**Instruction**: Tally the rows below that contain the string "covered", treating uppercase and lowercase as different. Give only the number.

Stored items
____________________

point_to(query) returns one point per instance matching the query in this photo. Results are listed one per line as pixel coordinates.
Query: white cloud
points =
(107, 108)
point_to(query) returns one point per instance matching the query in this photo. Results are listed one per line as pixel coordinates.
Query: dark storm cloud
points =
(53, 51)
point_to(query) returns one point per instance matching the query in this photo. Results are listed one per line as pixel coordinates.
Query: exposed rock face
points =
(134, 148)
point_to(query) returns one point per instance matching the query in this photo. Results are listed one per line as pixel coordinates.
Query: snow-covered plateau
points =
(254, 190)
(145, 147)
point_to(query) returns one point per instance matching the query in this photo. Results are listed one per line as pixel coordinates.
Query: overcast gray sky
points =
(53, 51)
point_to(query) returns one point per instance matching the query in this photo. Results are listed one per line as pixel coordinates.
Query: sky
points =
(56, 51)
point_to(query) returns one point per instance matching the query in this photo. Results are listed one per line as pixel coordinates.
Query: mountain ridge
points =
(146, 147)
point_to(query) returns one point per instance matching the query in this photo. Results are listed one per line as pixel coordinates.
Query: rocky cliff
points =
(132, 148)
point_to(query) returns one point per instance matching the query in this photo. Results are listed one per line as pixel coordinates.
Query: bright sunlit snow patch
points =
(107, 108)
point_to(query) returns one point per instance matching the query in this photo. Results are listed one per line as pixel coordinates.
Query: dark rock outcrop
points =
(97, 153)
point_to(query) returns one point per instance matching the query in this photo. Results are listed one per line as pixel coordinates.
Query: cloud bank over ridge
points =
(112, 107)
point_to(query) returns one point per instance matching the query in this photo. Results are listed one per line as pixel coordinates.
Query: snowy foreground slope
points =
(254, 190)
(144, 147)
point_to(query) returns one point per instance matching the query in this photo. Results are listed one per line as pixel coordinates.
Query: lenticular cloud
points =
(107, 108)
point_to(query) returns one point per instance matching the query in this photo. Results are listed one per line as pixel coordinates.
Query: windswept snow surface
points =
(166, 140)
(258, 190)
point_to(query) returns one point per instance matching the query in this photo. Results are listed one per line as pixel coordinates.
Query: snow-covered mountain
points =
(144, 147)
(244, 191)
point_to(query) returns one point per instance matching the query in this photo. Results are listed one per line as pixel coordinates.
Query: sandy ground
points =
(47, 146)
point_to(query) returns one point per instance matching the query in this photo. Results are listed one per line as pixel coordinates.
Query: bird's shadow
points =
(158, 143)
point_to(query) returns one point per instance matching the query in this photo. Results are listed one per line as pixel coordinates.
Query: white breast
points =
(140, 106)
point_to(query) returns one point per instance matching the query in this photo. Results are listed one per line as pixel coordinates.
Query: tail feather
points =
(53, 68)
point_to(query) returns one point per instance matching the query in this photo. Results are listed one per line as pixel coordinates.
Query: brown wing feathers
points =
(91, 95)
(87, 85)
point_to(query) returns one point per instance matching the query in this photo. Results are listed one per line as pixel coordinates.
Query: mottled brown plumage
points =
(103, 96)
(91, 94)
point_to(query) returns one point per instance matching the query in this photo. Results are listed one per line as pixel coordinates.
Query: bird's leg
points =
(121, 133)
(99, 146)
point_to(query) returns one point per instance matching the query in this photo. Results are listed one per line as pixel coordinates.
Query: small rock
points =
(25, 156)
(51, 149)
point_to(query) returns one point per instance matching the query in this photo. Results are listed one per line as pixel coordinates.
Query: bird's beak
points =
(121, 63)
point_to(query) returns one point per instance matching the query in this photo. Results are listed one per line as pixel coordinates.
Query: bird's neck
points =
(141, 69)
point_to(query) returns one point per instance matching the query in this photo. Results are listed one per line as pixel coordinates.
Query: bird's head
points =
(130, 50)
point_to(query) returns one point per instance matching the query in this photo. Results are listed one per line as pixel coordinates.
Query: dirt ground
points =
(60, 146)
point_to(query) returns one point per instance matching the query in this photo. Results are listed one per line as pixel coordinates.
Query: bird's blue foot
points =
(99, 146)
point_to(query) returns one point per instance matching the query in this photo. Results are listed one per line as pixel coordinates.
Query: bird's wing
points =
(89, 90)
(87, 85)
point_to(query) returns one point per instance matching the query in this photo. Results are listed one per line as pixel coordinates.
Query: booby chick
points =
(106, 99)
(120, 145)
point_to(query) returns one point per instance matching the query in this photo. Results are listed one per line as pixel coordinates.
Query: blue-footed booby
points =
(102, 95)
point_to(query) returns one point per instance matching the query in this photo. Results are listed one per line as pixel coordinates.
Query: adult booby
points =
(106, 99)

____________________

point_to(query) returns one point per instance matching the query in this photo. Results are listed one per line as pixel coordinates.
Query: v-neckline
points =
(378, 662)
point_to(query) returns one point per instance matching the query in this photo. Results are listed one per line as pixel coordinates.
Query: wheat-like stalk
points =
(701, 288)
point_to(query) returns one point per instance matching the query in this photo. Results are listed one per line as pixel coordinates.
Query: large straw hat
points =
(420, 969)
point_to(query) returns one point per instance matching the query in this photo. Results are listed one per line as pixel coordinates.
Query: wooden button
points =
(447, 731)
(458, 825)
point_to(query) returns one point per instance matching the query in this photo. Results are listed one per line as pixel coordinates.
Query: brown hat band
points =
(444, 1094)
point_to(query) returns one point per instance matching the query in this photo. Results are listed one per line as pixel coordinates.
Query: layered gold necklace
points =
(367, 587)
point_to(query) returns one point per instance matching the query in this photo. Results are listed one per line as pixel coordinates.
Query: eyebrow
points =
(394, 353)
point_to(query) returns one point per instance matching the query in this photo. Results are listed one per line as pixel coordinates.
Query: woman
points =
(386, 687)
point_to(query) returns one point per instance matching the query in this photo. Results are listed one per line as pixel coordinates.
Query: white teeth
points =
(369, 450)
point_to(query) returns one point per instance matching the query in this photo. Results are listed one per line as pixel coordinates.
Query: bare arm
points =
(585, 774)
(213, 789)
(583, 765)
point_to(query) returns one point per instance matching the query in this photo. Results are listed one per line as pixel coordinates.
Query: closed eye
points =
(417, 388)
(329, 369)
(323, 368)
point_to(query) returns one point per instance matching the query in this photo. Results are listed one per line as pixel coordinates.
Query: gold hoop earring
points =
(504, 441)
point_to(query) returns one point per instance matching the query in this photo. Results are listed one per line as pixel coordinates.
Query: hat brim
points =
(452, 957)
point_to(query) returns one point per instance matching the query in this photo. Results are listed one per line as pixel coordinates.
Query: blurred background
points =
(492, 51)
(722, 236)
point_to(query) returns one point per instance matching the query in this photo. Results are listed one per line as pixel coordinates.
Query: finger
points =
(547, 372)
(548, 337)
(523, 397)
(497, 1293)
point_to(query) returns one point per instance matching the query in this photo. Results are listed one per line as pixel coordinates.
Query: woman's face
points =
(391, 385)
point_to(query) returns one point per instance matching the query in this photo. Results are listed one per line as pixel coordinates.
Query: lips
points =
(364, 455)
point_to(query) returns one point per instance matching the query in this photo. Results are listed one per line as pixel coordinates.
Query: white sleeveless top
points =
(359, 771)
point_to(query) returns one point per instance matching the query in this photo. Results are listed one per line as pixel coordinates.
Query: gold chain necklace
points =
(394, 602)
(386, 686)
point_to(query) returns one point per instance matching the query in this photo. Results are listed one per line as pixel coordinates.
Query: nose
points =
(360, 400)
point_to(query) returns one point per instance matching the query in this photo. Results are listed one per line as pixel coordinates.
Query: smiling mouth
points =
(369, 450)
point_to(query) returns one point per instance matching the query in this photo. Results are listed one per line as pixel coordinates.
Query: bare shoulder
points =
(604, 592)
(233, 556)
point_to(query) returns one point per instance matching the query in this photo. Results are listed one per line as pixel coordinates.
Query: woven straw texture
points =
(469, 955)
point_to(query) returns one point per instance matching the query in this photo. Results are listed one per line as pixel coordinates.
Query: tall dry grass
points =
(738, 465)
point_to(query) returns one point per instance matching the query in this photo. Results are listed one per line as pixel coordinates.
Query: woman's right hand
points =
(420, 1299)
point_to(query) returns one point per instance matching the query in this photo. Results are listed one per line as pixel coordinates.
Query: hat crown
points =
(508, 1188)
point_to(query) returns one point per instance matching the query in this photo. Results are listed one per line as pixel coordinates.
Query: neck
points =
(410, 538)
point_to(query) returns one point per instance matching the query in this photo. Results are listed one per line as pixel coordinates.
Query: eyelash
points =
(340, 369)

____________________

**Response to the task**: 2